--- PROVIDED MATERIAL ---

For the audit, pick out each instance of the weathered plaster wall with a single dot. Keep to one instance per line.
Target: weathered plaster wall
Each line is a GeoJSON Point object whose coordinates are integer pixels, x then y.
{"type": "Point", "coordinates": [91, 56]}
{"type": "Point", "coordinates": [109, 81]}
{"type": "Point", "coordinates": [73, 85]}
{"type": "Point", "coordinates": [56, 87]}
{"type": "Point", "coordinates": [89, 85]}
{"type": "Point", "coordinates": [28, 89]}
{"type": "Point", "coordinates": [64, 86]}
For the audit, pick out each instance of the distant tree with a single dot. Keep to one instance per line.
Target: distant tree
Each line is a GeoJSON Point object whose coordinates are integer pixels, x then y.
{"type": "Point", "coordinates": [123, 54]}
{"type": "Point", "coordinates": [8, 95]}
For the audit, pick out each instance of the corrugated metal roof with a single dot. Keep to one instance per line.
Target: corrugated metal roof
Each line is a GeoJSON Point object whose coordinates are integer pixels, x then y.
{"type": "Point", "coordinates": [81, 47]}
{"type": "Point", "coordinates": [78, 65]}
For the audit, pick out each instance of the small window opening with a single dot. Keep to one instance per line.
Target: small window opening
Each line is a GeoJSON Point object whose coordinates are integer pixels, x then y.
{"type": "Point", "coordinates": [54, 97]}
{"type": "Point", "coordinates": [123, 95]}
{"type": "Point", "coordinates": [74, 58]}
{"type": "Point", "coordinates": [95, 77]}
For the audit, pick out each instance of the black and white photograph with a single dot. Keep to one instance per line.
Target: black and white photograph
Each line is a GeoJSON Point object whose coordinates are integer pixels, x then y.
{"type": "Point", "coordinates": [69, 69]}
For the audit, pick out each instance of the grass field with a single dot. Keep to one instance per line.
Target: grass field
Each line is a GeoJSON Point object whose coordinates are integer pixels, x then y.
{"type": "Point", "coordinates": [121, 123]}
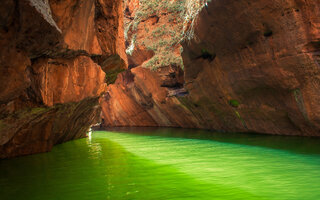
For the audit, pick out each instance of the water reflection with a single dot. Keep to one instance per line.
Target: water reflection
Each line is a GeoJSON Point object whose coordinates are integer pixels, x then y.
{"type": "Point", "coordinates": [168, 164]}
{"type": "Point", "coordinates": [297, 144]}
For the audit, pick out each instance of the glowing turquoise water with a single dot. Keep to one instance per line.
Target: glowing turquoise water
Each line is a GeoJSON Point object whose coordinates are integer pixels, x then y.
{"type": "Point", "coordinates": [167, 164]}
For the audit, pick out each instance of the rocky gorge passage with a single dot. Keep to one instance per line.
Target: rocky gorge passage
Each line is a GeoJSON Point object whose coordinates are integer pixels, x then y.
{"type": "Point", "coordinates": [226, 65]}
{"type": "Point", "coordinates": [54, 56]}
{"type": "Point", "coordinates": [251, 67]}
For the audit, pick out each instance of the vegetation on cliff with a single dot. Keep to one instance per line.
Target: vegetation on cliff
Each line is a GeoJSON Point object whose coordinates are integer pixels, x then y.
{"type": "Point", "coordinates": [160, 26]}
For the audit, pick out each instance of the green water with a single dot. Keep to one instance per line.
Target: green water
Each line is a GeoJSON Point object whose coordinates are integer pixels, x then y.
{"type": "Point", "coordinates": [167, 164]}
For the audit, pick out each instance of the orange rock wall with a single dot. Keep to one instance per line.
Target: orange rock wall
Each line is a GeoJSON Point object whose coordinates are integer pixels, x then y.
{"type": "Point", "coordinates": [263, 55]}
{"type": "Point", "coordinates": [52, 69]}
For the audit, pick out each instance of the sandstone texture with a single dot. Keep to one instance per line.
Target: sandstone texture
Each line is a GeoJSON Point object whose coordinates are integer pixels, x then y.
{"type": "Point", "coordinates": [253, 66]}
{"type": "Point", "coordinates": [54, 57]}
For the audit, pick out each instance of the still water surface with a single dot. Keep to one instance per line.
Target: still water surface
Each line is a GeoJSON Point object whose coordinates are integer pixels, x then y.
{"type": "Point", "coordinates": [167, 164]}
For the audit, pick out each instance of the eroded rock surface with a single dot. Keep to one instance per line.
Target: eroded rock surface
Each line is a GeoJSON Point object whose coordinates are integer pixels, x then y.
{"type": "Point", "coordinates": [253, 67]}
{"type": "Point", "coordinates": [52, 69]}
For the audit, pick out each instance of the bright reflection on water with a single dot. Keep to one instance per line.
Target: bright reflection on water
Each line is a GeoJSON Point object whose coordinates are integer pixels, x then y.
{"type": "Point", "coordinates": [166, 164]}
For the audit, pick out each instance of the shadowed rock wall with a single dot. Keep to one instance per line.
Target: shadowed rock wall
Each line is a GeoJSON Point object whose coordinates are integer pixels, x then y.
{"type": "Point", "coordinates": [52, 69]}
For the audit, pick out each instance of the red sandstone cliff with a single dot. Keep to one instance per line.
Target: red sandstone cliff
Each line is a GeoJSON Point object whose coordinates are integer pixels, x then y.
{"type": "Point", "coordinates": [253, 67]}
{"type": "Point", "coordinates": [51, 60]}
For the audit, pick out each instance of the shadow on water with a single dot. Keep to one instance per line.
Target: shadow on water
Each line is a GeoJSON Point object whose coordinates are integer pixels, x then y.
{"type": "Point", "coordinates": [296, 144]}
{"type": "Point", "coordinates": [102, 170]}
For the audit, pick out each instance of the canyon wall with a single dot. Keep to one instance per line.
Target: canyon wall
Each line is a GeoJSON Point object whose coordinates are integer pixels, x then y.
{"type": "Point", "coordinates": [54, 58]}
{"type": "Point", "coordinates": [251, 67]}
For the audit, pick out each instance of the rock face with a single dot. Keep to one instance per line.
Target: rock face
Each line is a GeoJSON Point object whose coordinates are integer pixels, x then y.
{"type": "Point", "coordinates": [52, 69]}
{"type": "Point", "coordinates": [253, 67]}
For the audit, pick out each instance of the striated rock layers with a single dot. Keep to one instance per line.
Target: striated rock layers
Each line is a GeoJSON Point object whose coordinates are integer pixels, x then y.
{"type": "Point", "coordinates": [254, 66]}
{"type": "Point", "coordinates": [53, 60]}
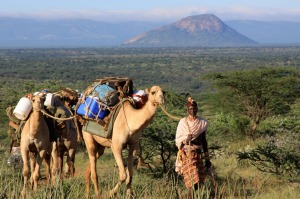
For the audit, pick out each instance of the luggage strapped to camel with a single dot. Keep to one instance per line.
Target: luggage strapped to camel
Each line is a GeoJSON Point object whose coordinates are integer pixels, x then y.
{"type": "Point", "coordinates": [99, 105]}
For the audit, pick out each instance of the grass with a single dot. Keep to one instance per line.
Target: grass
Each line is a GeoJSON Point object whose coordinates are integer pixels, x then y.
{"type": "Point", "coordinates": [233, 180]}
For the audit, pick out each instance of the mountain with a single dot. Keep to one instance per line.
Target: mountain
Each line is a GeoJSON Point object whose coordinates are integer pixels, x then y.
{"type": "Point", "coordinates": [28, 33]}
{"type": "Point", "coordinates": [202, 31]}
{"type": "Point", "coordinates": [17, 32]}
{"type": "Point", "coordinates": [276, 32]}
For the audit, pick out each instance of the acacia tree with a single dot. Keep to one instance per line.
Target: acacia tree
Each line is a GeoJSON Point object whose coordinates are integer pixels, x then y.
{"type": "Point", "coordinates": [158, 139]}
{"type": "Point", "coordinates": [258, 93]}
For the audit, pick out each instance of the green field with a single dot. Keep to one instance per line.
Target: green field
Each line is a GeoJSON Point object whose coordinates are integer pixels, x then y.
{"type": "Point", "coordinates": [233, 147]}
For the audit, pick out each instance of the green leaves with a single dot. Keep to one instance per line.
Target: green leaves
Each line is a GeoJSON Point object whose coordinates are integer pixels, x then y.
{"type": "Point", "coordinates": [260, 92]}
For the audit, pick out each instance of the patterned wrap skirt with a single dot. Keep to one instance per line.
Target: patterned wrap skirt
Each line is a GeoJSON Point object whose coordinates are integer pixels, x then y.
{"type": "Point", "coordinates": [193, 168]}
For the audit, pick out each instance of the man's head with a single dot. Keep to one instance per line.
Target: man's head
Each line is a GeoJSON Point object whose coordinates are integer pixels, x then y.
{"type": "Point", "coordinates": [192, 107]}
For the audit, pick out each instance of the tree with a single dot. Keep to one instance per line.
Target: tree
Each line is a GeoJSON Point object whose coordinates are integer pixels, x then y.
{"type": "Point", "coordinates": [158, 139]}
{"type": "Point", "coordinates": [258, 93]}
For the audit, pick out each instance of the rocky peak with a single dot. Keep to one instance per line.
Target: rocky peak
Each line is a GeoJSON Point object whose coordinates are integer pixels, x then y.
{"type": "Point", "coordinates": [207, 22]}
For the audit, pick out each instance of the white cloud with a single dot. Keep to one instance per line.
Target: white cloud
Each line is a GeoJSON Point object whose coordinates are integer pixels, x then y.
{"type": "Point", "coordinates": [170, 14]}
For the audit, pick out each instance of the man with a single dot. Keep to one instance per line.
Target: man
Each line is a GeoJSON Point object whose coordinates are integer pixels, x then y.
{"type": "Point", "coordinates": [192, 145]}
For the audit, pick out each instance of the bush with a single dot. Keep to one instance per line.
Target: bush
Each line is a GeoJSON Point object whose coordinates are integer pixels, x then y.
{"type": "Point", "coordinates": [280, 155]}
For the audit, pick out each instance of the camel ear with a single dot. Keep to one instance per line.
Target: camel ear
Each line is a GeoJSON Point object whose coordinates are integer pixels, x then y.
{"type": "Point", "coordinates": [147, 91]}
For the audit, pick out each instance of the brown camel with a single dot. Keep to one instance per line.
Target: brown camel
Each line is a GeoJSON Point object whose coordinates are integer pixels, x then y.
{"type": "Point", "coordinates": [35, 142]}
{"type": "Point", "coordinates": [127, 130]}
{"type": "Point", "coordinates": [67, 145]}
{"type": "Point", "coordinates": [67, 138]}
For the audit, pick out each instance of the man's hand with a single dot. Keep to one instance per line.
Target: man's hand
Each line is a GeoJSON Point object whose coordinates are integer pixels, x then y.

---

STATED EXERCISE | Lay out everything from the line containing "For the audit, pick out each instance of the man's hand" down to the end of the material as a Markdown table with the columns Row and Line, giving each line its own numbered row and leaving out blank lines.

THE REPLY |
| Row | Line |
|---|---|
| 1 | For the audit, pick out each instance of the man's hand with a single dot. Keep to one instance per line. |
| 2 | Target: man's hand |
| 3 | Each line is a GeoJSON Point object whose coordinates are integer pixels, x then y. |